*TRY IT*: Sort through the material below and copy each line with "white".

*DATA PROVIDED*:
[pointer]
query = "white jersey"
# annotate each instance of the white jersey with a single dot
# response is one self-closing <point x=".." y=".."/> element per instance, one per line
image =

*TASK RESULT*:
query = "white jersey"
# annotate each instance of the white jersey with a single dot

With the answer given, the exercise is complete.